→ WORK TO BE COMPLETED
Please rewrite the data below with "position of each" replaced by "location of each" at every occurrence, keeping everything else the same.

═══ TASK INPUTS

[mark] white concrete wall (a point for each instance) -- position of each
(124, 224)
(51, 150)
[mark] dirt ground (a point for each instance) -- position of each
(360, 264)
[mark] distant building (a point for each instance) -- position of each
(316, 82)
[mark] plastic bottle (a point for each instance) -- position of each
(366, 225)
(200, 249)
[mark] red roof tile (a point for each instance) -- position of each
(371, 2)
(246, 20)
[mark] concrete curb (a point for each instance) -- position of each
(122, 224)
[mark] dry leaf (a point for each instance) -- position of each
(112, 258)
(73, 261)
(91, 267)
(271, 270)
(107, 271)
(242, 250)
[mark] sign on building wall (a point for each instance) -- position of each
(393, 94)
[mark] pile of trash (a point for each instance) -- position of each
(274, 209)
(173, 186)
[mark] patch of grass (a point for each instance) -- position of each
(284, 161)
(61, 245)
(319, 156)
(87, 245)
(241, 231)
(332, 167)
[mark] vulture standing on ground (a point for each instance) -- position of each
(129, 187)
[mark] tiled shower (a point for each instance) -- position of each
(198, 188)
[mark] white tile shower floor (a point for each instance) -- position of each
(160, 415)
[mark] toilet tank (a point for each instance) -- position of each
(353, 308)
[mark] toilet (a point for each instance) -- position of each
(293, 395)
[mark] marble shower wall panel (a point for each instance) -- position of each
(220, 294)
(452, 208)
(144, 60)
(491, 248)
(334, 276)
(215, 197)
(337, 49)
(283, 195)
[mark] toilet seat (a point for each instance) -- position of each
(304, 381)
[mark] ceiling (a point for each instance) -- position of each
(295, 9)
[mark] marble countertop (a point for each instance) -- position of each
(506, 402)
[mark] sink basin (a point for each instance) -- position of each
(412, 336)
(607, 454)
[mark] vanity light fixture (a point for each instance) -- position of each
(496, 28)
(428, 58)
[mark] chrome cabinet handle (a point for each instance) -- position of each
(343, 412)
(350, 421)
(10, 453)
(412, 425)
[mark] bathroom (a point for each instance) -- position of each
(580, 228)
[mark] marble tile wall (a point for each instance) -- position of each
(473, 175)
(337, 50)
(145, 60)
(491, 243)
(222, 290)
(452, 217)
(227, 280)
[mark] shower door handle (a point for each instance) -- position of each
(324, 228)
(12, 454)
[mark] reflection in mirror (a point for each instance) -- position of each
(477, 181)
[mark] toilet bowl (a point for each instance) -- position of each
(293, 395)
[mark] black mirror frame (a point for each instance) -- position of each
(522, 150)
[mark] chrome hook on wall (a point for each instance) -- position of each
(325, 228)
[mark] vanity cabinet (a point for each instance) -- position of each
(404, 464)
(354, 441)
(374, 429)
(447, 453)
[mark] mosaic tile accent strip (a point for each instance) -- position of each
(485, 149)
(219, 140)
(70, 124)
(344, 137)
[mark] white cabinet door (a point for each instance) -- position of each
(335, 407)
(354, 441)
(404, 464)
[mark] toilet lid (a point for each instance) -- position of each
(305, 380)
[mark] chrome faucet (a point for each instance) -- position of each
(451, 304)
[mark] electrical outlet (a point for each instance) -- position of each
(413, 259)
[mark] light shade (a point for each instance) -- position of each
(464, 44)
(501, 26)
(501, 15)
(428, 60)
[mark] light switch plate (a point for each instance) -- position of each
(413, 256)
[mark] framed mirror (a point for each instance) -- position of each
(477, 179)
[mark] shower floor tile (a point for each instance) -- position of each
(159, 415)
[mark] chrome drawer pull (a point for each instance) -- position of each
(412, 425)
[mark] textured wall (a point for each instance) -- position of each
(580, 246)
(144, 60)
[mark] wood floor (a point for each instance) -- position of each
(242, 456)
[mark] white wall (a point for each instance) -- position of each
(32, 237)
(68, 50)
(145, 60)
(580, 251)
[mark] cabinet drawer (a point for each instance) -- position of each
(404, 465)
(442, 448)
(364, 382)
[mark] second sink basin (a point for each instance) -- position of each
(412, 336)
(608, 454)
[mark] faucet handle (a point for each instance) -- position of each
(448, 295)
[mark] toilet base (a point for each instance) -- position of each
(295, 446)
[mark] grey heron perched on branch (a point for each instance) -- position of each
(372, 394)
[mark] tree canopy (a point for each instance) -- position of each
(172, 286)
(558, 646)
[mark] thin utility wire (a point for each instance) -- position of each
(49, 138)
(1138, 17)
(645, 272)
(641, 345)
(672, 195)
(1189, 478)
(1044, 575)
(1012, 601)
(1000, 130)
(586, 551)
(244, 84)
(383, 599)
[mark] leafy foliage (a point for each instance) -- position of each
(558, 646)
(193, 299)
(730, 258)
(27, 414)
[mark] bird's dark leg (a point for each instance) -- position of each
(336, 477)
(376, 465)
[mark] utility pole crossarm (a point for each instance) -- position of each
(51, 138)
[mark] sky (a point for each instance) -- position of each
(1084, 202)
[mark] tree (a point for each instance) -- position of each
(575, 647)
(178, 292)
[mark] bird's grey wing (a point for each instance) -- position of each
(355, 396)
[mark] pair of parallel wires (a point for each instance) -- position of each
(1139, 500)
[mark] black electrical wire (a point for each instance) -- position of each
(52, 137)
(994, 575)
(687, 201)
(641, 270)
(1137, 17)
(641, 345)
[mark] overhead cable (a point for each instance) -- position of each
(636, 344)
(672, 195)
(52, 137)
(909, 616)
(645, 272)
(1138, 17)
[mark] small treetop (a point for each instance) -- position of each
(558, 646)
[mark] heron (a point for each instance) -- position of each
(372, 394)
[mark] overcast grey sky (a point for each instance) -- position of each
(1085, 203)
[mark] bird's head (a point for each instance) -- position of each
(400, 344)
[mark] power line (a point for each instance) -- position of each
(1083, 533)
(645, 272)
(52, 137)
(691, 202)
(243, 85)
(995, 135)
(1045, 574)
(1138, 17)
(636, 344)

══════

→ TASK RESPONSE
[mark] white concrete wall (a point for each instance) -- location of each
(124, 224)
(51, 150)
[mark] dirt ground (a point for each instance) -- location of each
(360, 264)
[mark] distant building (a point for each instance) -- location of each
(316, 82)
[mark] plastic bottle (a point for each instance) -- location of each
(366, 225)
(200, 249)
[mark] red roof tile (a point for each instance) -- location of each
(371, 2)
(246, 20)
[mark] concrete curb (a point for each instance) -- location of each
(122, 224)
[mark] dry leaf (a point for each instance) -- location of each
(112, 258)
(73, 261)
(91, 267)
(271, 270)
(107, 271)
(242, 250)
[mark] sign on building wall (a point for each instance) -- location of each
(393, 94)
[mark] pile of trash (a point for each instance) -- location of each
(274, 209)
(173, 186)
[mark] patch of grass (a point for each instance) -- location of each
(284, 161)
(61, 245)
(319, 156)
(87, 245)
(241, 231)
(332, 167)
[mark] vulture standing on ground (a point for each instance) -- location of each
(129, 187)
[mark] tiled shower (a point for each instance) -- location of each
(198, 188)
[mark] white tile shower floor (a point for each instance) -- location of each
(160, 415)
[mark] toilet tank (a point for each instance) -- location of each
(353, 308)
[mark] toilet (a point for each instance) -- location of each
(293, 395)
[mark] marble shower wall panel (a point for each instance) -- location of each
(220, 294)
(452, 208)
(144, 60)
(491, 248)
(334, 276)
(215, 197)
(337, 49)
(283, 195)
[mark] toilet seat (a point for each instance) -- location of each
(304, 381)
[mark] ceiling (a point for each instance) -- location of each
(295, 9)
[mark] marble countertop (a point for each instance) -- location of each
(506, 402)
[mark] sink basin (a point for each instance) -- location of each
(412, 336)
(607, 454)
[mark] vanity light fixture (a point for each instance) -- location of each
(496, 28)
(428, 58)
[mark] chrome cabinet handle (a point for each instance) -- location of each
(343, 412)
(350, 421)
(10, 453)
(412, 425)
[mark] bathroom (a point for each instance) -- location of each
(580, 228)
[mark] marble tile wall (a point for each instance) -- location of each
(473, 175)
(337, 50)
(145, 60)
(491, 243)
(222, 290)
(452, 217)
(227, 280)
[mark] shower door handle (a point for each instance) -- location of each
(324, 228)
(12, 454)
[mark] reflection in mirror (a point for each instance) -- location of each
(477, 181)
[mark] toilet bowl (a point for each instance) -- location of each
(293, 395)
[mark] black mirror frame (a point for each instance) -- location of each
(522, 150)
[mark] chrome hook on wall (a point for each instance) -- location of each
(325, 228)
[mark] vanity cabinet (a point for each instance) -- location of each
(404, 464)
(354, 441)
(374, 429)
(447, 453)
[mark] mosaic tile accent strip (a point for each instance) -- location of each
(485, 149)
(219, 140)
(70, 124)
(344, 137)
[mark] white cabinet door (a point for each instance) -- location of each
(335, 407)
(354, 441)
(404, 464)
[mark] toilet lid (a point for each instance) -- location of each
(305, 380)
[mark] chrome faucet (a point for each instance) -- location of each
(451, 304)
[mark] electrical outlet (a point for each instance) -- location of each
(413, 259)
[mark] light shade (a point for each instance) -- location of each
(464, 44)
(501, 26)
(501, 15)
(428, 60)
[mark] light switch plate (a point for each instance) -- location of each
(413, 256)
[mark] framed mirror (a point for each instance) -- location of each
(477, 179)
[mark] shower floor tile (a point for each instance) -- location of each
(159, 415)
[mark] chrome drawer pull (a point for each instance) -- location of each
(412, 425)
[mark] textured wall (a point for each instance) -- location of each
(580, 246)
(144, 60)
[mark] wood floor (a point for each instance) -- location of each
(242, 456)
[mark] white wall (a point for each instance) -- location of each
(32, 237)
(68, 50)
(145, 60)
(580, 251)
[mark] cabinet drawer (a point for each instance) -- location of each
(404, 465)
(442, 448)
(364, 382)
[mark] second sink basin (a point for each instance) -- location of each
(412, 336)
(608, 454)
[mark] faucet handle (a point for each instance) -- location of each
(448, 295)
[mark] toilet base (a point for each instance) -- location of each
(295, 446)
[mark] grey heron perched on branch (a point for each instance) -- location of each
(372, 394)
[mark] tree canopy (a point for each instance) -- location of each
(172, 286)
(558, 646)
[mark] thin utility wire (a point for each instance) -- location of each
(49, 138)
(1138, 17)
(645, 272)
(641, 345)
(672, 195)
(1189, 478)
(1044, 575)
(1012, 601)
(1000, 130)
(586, 551)
(244, 84)
(383, 599)
[mark] leafy foliage (a point for each instance) -- location of each
(558, 646)
(193, 299)
(730, 258)
(27, 414)
[mark] bird's dark leg (a point for each instance) -- location of each
(336, 477)
(376, 465)
[mark] utility pole crossarm (a point for each instance) -- location of each
(51, 138)
[mark] sky (a point for each instance) -- location of each
(1084, 202)
[mark] tree (a point for each instance) -- location of each
(575, 647)
(178, 292)
[mark] bird's grey wing (a point for each instance) -- location of each
(355, 396)
[mark] pair of parallel wires (a point for each instance) -- location of each
(1139, 500)
[mark] black electrical wire (a point for each instance) -- location of each
(52, 137)
(994, 575)
(687, 201)
(641, 270)
(1137, 17)
(641, 345)
[mark] overhead cable (a point for each instance) -- location of each
(636, 344)
(672, 195)
(52, 137)
(909, 616)
(645, 272)
(1138, 17)
[mark] small treetop (a point for each instance) -- location of each
(558, 646)
[mark] heron (a point for each instance) -- location of each
(372, 394)
[mark] overcast grey sky (a point for each instance) -- location of each
(1085, 203)
[mark] bird's head (a point for each instance) -- location of each
(400, 344)
[mark] power line (a point for each instance) -- location of each
(1083, 533)
(645, 272)
(52, 137)
(691, 202)
(243, 85)
(995, 135)
(1045, 574)
(1138, 17)
(636, 344)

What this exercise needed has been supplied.